Provided information below:
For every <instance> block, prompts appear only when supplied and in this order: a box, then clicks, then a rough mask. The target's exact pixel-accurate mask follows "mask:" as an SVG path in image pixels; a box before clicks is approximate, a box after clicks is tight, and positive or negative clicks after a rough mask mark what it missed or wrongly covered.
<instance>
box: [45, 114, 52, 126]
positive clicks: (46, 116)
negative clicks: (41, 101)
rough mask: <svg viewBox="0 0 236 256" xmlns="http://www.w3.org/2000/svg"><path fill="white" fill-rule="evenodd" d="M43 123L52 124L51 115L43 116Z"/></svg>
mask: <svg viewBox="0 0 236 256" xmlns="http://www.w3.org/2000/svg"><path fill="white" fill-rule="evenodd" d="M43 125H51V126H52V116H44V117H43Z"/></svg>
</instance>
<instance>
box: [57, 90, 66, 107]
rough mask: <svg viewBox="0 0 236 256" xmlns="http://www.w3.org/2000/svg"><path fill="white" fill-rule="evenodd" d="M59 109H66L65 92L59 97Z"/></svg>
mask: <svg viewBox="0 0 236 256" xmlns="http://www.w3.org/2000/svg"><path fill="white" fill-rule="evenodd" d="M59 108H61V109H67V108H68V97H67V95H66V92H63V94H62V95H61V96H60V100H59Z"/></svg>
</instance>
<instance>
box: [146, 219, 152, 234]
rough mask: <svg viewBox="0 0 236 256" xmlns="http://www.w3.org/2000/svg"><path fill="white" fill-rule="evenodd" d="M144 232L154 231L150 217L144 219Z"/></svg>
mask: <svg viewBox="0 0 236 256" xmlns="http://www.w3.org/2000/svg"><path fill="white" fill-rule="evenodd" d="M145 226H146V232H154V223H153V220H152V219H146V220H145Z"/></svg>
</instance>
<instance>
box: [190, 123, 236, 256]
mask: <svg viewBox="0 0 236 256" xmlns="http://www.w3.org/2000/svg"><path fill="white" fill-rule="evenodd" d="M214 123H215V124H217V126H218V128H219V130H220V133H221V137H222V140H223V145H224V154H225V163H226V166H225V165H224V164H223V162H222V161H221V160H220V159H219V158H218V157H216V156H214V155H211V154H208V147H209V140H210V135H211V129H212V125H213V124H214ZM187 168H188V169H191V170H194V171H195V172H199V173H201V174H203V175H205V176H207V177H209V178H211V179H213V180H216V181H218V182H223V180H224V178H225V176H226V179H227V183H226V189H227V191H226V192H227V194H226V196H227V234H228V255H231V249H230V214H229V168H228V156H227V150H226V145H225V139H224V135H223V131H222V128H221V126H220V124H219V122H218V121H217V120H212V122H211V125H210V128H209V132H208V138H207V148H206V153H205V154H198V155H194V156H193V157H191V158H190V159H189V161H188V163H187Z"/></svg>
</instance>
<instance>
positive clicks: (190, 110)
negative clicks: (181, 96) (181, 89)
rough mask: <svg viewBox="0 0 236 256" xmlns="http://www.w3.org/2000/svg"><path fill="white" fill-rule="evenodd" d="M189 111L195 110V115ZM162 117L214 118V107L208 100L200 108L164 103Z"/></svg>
End of Provided information.
What to do - Please report every line in the records above that contains the word "positive", copying each such line in full. Match case exactly.

Task result -
For every <instance> block, prompts appear only when supplied and in this order: a box, then clicks, then a rough mask. The target's exact pixel-accurate mask follows "mask:" as an SVG path in image pixels; a box before clicks is approximate, a box after clicks is tight, and positive or negative clicks after a rough mask mark what it missed or wrongly covered.
positive clicks: (46, 116)
positive clicks: (190, 110)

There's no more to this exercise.